-- Text block --
# Front Cutting Blade Adjustment???



## StillinSaigon (Nov 15, 2012)

*Front Cutting Blade Adjustment Lower than Rear???*

I just finished servicing my John Deere D130 42" Lawn Tractor for it's 50 hour service. I replaced the blades with the G5 Gator Fusion Blades but once again, I'm stuck in setting the cutting blades. When I first got the tractor I bought the John Deere AM130907 Deck Leveling gauge from my local John Deere Dealer.

I placed the deck at the 3" position so my hand could fit under it and placed the blades horizontally and from the cutting edge of the blades, I adjusted the 2 nuts on either side of the deck to 3". I also turned the right and left blades 180 degrees to make sure they were at exactly 3". I then rotated the blades vertically or from front to rear and made sure my adjustments were 3" at the back of the deck. THEN, the final step tells me to measure the blade tips at the front of the deck and lower them 1/8 - 1/4" LOWER than the measurement of 3" at the rear of the deck to prevent "double-cutting" and browning the tips of the cut grass.

I cut my grass at 2 1/2" with no problems using the factory blades the D130 came with, BUT was I actually cutting my grass at 2 1/4" because of the lowering required at the front of the deck as it's final measurement?

Now that I've replaced the blades and serviced the Deck completely, Am I supposed to:

1. Set the deck at 2 1/2" and adjust the blades if that's the height that I cut at? (not that I care about the height so much)

and/or

2. Set the cutting blades horizontally and at the back of the deck at 2 1/2" PLUS the 1/8th - 1/4" difference that I'll have to lower the deck in the front on that one nut according to the John Deere booklet that came with my tractor.:fineprint

Any Help would be much appreciated & Thanks in advance.:usa:

~StillinSaigon~

"Still Living on the Right Side of Dirt"


----------

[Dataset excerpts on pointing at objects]
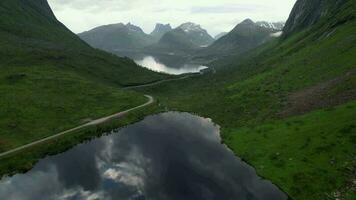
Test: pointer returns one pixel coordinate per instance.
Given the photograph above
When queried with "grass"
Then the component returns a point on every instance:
(37, 103)
(23, 161)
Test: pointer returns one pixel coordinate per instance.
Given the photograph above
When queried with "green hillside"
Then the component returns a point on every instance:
(51, 81)
(276, 106)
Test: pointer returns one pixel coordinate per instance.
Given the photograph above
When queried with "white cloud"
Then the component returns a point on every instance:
(214, 15)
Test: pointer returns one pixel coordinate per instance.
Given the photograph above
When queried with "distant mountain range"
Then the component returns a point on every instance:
(245, 36)
(220, 35)
(160, 30)
(187, 38)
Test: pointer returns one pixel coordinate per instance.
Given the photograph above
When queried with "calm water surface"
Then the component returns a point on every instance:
(174, 156)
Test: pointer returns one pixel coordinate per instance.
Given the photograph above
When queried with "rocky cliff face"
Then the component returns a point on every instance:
(307, 12)
(117, 37)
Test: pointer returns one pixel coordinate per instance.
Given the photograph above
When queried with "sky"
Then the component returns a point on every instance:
(214, 15)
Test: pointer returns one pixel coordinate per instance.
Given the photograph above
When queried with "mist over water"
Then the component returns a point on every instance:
(154, 64)
(171, 156)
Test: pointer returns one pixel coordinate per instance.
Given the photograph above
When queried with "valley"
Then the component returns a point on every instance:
(280, 96)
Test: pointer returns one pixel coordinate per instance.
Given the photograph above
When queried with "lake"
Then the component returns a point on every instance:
(170, 156)
(169, 64)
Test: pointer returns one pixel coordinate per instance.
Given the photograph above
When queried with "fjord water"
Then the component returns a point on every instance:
(167, 156)
(154, 64)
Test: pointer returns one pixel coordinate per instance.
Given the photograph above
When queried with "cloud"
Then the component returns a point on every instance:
(230, 8)
(214, 15)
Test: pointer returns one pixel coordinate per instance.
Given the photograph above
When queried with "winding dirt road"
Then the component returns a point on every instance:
(92, 123)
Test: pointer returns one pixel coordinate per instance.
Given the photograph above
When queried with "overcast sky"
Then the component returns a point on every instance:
(214, 15)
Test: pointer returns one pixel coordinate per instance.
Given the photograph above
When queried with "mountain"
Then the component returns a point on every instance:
(51, 81)
(116, 37)
(160, 30)
(306, 13)
(220, 35)
(278, 26)
(183, 39)
(287, 107)
(197, 35)
(245, 36)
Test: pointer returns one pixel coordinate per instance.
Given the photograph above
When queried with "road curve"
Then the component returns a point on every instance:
(92, 123)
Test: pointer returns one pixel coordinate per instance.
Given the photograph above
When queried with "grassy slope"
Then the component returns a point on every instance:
(51, 81)
(251, 93)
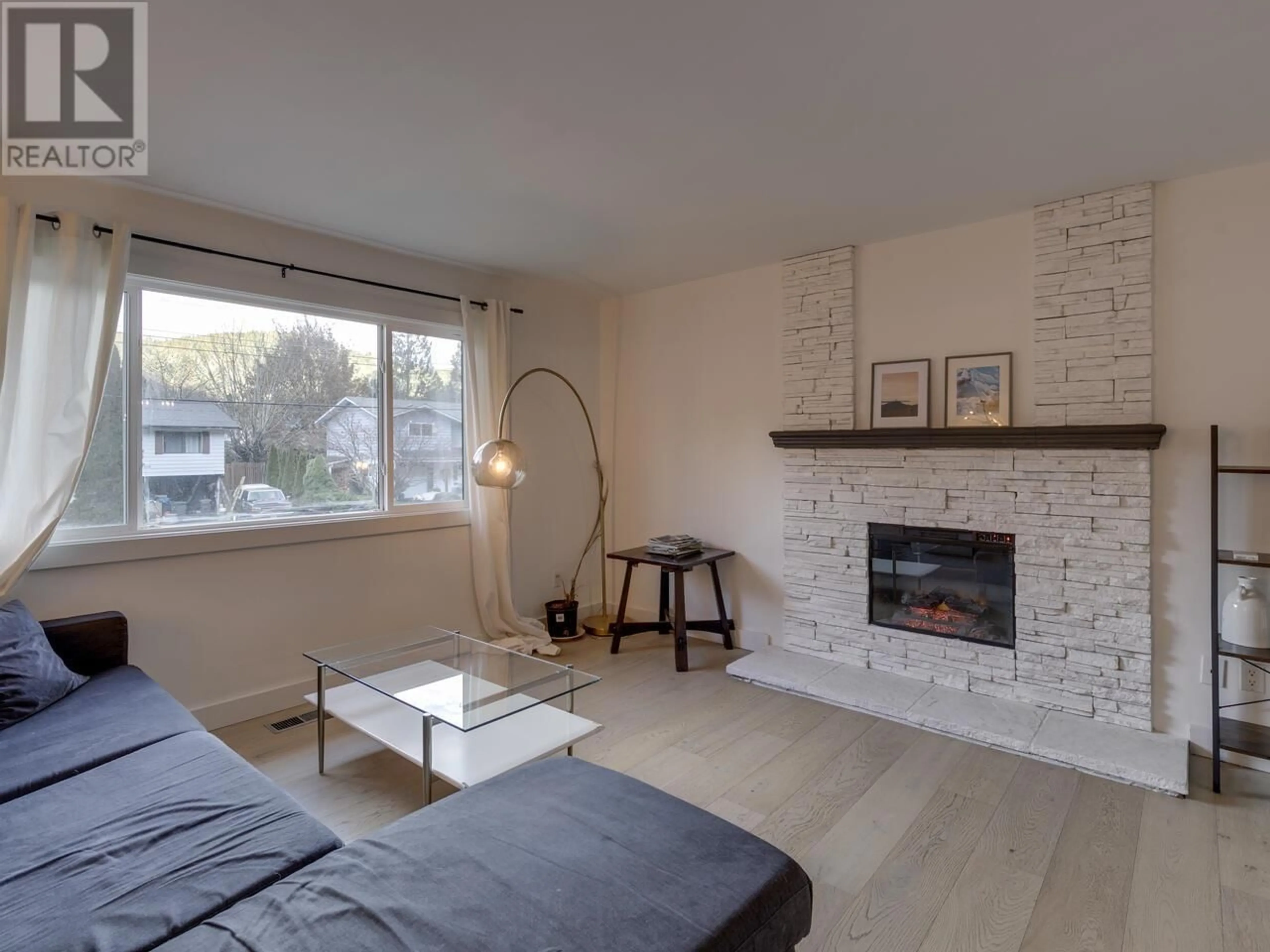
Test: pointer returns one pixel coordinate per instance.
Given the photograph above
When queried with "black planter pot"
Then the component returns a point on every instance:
(562, 620)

-- Short task --
Please reproduce the stretch of the mower deck thread from "Now that I've" through "height so much)".

-- Result --
Now that I've replaced the blades and serviced the Deck completely, Am I supposed to:

1. Set the deck at 2 1/2" and adjust the blades if that's the height that I cut at? (not that I care about the height so much)